- **Written task**
Every line below is to be copied exactly, with the pictures left out.

- **Material supplied**
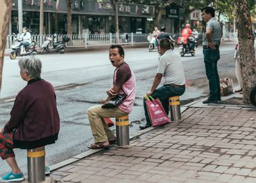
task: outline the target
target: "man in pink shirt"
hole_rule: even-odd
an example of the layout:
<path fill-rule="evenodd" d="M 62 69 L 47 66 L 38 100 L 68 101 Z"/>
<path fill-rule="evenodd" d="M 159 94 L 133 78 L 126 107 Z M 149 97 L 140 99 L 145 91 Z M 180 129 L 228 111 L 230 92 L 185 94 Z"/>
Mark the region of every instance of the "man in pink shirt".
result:
<path fill-rule="evenodd" d="M 120 45 L 112 45 L 109 47 L 109 58 L 112 65 L 116 67 L 113 76 L 112 87 L 107 90 L 107 99 L 102 100 L 106 103 L 117 94 L 125 93 L 125 99 L 117 107 L 103 109 L 102 105 L 89 108 L 87 111 L 94 143 L 88 146 L 90 148 L 102 148 L 109 147 L 109 143 L 116 139 L 109 129 L 104 118 L 115 118 L 127 115 L 132 111 L 135 99 L 136 78 L 132 70 L 124 61 L 124 51 Z"/>

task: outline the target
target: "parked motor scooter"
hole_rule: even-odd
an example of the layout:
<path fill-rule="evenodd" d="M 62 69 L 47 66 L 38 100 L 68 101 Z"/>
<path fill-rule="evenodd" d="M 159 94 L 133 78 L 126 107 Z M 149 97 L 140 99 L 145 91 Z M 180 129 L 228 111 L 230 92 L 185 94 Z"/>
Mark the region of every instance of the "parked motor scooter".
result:
<path fill-rule="evenodd" d="M 147 39 L 149 42 L 149 52 L 152 52 L 154 49 L 157 49 L 157 39 L 156 38 L 156 35 L 150 35 Z"/>
<path fill-rule="evenodd" d="M 14 60 L 17 56 L 28 55 L 35 56 L 36 54 L 36 42 L 34 40 L 32 40 L 29 45 L 24 47 L 26 53 L 20 53 L 20 44 L 22 41 L 22 39 L 19 39 L 19 38 L 16 38 L 15 43 L 11 46 L 12 51 L 10 53 L 10 59 Z"/>
<path fill-rule="evenodd" d="M 179 37 L 178 44 L 180 44 L 180 54 L 181 56 L 184 56 L 185 54 L 191 54 L 195 56 L 195 46 L 196 40 L 193 36 L 191 36 L 188 38 Z"/>
<path fill-rule="evenodd" d="M 46 40 L 42 45 L 43 50 L 41 51 L 42 54 L 44 54 L 46 52 L 60 52 L 63 54 L 65 52 L 67 49 L 65 43 L 69 42 L 70 38 L 66 36 L 64 36 L 62 38 L 62 41 L 58 42 L 56 43 L 52 43 L 53 48 L 49 49 L 49 45 L 53 39 L 50 37 L 46 38 Z"/>

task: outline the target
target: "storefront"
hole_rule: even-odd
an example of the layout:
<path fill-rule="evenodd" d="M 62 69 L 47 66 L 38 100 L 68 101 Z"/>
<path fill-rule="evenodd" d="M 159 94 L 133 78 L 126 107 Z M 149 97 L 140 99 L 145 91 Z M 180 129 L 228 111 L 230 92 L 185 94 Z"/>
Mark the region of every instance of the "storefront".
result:
<path fill-rule="evenodd" d="M 13 0 L 12 32 L 18 32 L 18 0 Z M 39 33 L 40 0 L 22 1 L 23 25 L 32 34 Z M 67 4 L 60 1 L 47 0 L 44 6 L 44 29 L 46 34 L 67 33 Z M 154 17 L 154 7 L 136 4 L 118 4 L 120 33 L 135 33 L 138 29 L 148 33 L 147 19 Z M 72 4 L 72 33 L 115 33 L 114 10 L 110 3 L 76 0 Z"/>

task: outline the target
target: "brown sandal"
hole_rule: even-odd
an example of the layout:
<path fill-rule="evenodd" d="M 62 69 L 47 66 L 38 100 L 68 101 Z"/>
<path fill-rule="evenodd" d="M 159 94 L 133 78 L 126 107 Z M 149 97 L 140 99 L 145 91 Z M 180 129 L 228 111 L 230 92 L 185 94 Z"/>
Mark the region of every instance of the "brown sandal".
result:
<path fill-rule="evenodd" d="M 98 148 L 108 148 L 109 147 L 109 145 L 104 145 L 103 143 L 91 143 L 90 145 L 87 146 L 88 148 L 92 149 L 98 149 Z"/>

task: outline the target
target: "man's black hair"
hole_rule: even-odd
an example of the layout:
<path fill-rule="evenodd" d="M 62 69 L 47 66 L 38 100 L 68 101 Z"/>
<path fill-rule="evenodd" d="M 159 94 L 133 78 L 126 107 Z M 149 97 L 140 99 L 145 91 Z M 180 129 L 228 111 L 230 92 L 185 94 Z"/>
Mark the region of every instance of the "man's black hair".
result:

- **Answer to this problem**
task: outline the target
target: "man in pink shirt"
hole_rule: even-odd
an example of the layout:
<path fill-rule="evenodd" d="M 62 69 L 47 66 L 38 100 L 68 101 Z"/>
<path fill-rule="evenodd" d="M 159 94 L 133 78 L 126 107 Z M 149 97 L 140 99 L 145 91 Z M 180 129 L 228 111 L 230 92 L 185 94 Z"/>
Mark the region of every instance of the "man in pink shirt".
result:
<path fill-rule="evenodd" d="M 120 45 L 112 45 L 109 47 L 109 58 L 112 65 L 116 67 L 113 76 L 112 87 L 107 90 L 107 99 L 102 100 L 106 103 L 117 94 L 125 93 L 125 99 L 117 107 L 103 109 L 102 105 L 89 108 L 87 111 L 94 143 L 88 146 L 90 148 L 102 148 L 109 147 L 109 143 L 116 139 L 109 129 L 104 118 L 115 118 L 127 115 L 132 111 L 135 99 L 136 78 L 132 70 L 124 61 L 124 51 Z"/>

task: outline the target
target: "parked motor scooter"
hole_rule: even-odd
an example of the layout:
<path fill-rule="evenodd" d="M 62 69 L 47 66 L 38 100 L 68 101 Z"/>
<path fill-rule="evenodd" d="M 159 94 L 133 78 L 126 107 Z M 149 97 L 140 99 L 145 91 Z M 180 129 L 228 111 L 230 92 L 185 94 Z"/>
Mark the region of every instance of the "parked motor scooter".
result:
<path fill-rule="evenodd" d="M 147 39 L 149 42 L 149 52 L 152 52 L 154 49 L 157 49 L 157 39 L 156 38 L 156 35 L 150 35 Z"/>
<path fill-rule="evenodd" d="M 14 60 L 17 56 L 28 55 L 35 56 L 36 54 L 36 42 L 34 40 L 32 40 L 29 45 L 24 47 L 26 53 L 20 53 L 20 44 L 22 41 L 22 39 L 19 39 L 19 38 L 16 38 L 15 43 L 11 46 L 12 51 L 10 53 L 10 59 Z"/>
<path fill-rule="evenodd" d="M 179 37 L 178 44 L 180 44 L 180 54 L 181 56 L 184 56 L 185 54 L 191 54 L 195 56 L 195 46 L 196 40 L 193 36 L 191 36 L 188 38 Z"/>
<path fill-rule="evenodd" d="M 46 40 L 42 45 L 43 50 L 41 51 L 42 54 L 44 54 L 46 52 L 60 52 L 63 54 L 65 52 L 67 49 L 65 43 L 69 42 L 70 38 L 66 36 L 64 36 L 62 38 L 62 41 L 58 42 L 56 43 L 52 43 L 53 48 L 49 49 L 49 45 L 53 39 L 50 37 L 46 38 Z"/>

task: outline the target
target: "storefront"
hole_rule: even-odd
an example of the layout:
<path fill-rule="evenodd" d="M 62 69 L 47 66 L 38 100 L 68 101 Z"/>
<path fill-rule="evenodd" d="M 159 94 L 133 78 L 126 107 Z M 149 97 L 140 99 L 145 91 Z M 180 129 L 228 111 L 230 92 L 185 94 Z"/>
Mark the region of every instance of the "storefront".
result:
<path fill-rule="evenodd" d="M 13 0 L 12 32 L 18 32 L 18 0 Z M 39 33 L 40 0 L 22 1 L 23 25 L 32 34 Z M 67 4 L 60 1 L 47 0 L 44 6 L 44 29 L 46 34 L 67 33 Z M 154 17 L 154 7 L 136 4 L 118 4 L 120 33 L 135 33 L 138 29 L 148 33 L 147 19 Z M 72 4 L 72 33 L 115 33 L 114 10 L 110 3 L 76 0 Z"/>

task: outline the target
target: "brown sandal"
hole_rule: even-odd
an example of the layout:
<path fill-rule="evenodd" d="M 62 69 L 47 66 L 38 100 L 68 101 Z"/>
<path fill-rule="evenodd" d="M 159 94 L 133 78 L 126 107 Z M 149 97 L 140 99 L 145 91 Z M 180 129 L 228 111 L 230 92 L 185 94 Z"/>
Mark the region of every instance of the "brown sandal".
result:
<path fill-rule="evenodd" d="M 98 148 L 108 148 L 109 147 L 109 145 L 104 145 L 103 143 L 91 143 L 90 145 L 87 146 L 88 148 L 92 149 L 98 149 Z"/>

task: outline the target
target: "man's black hair"
hole_rule: even-odd
an example of the layout:
<path fill-rule="evenodd" d="M 62 69 L 47 66 L 38 100 L 68 101 Z"/>
<path fill-rule="evenodd" d="M 159 94 L 133 78 L 126 107 Z M 149 97 L 140 99 L 145 91 Z M 180 129 L 228 111 L 230 92 L 185 94 Z"/>
Mark the region of every instance of the "man's black hair".
result:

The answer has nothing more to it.